Extracted data:

========

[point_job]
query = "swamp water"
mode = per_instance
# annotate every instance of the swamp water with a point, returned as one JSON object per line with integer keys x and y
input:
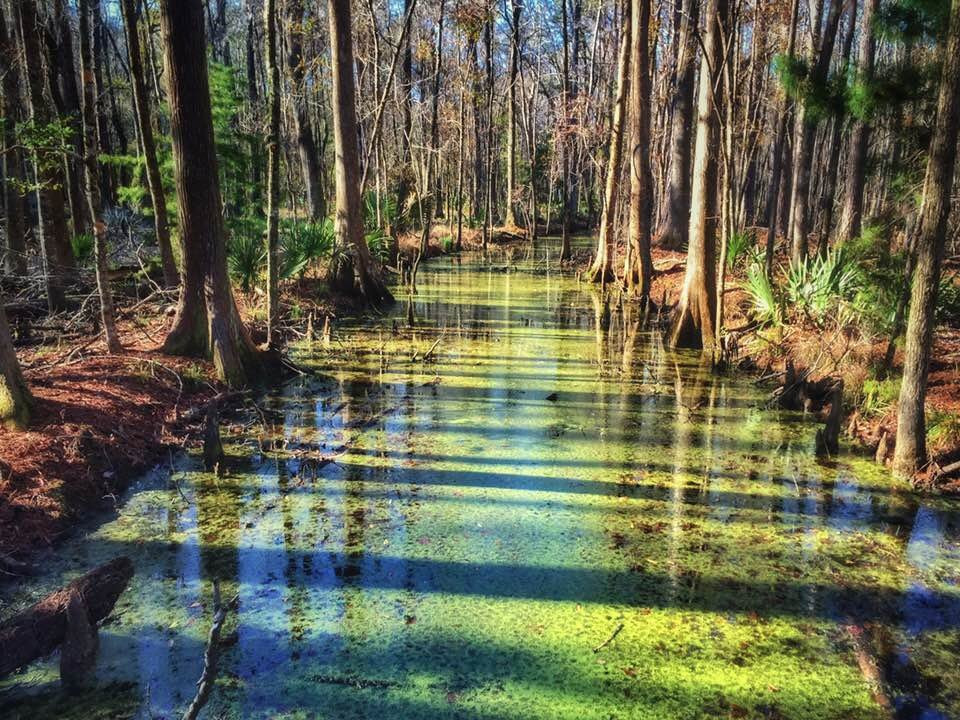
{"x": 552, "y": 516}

========

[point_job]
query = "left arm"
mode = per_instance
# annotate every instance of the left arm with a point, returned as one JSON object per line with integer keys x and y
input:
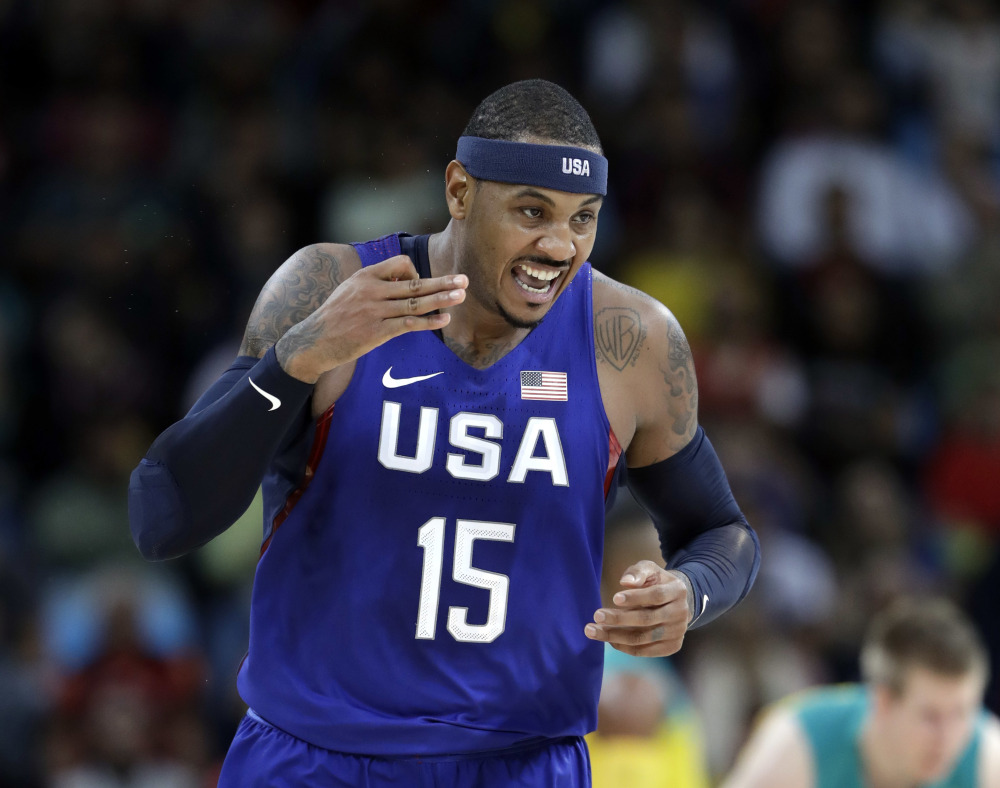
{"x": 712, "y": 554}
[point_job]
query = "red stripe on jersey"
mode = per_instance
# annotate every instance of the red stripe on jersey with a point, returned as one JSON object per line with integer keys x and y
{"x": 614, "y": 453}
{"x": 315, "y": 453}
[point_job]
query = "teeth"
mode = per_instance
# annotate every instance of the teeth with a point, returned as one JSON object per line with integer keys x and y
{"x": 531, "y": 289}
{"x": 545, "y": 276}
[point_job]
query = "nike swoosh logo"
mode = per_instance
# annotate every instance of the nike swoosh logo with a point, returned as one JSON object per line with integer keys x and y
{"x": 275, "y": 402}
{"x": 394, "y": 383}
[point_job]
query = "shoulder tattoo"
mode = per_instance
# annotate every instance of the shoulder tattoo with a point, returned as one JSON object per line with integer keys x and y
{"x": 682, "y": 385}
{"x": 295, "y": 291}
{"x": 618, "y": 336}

========

Exercise: From the rows above, report each line that contains the string "query".

Reply:
query = "swamp water"
query = "left arm"
query = "red stripe on jersey"
query = "teeth"
query = "nike swoosh logo"
query = "shoulder tattoo"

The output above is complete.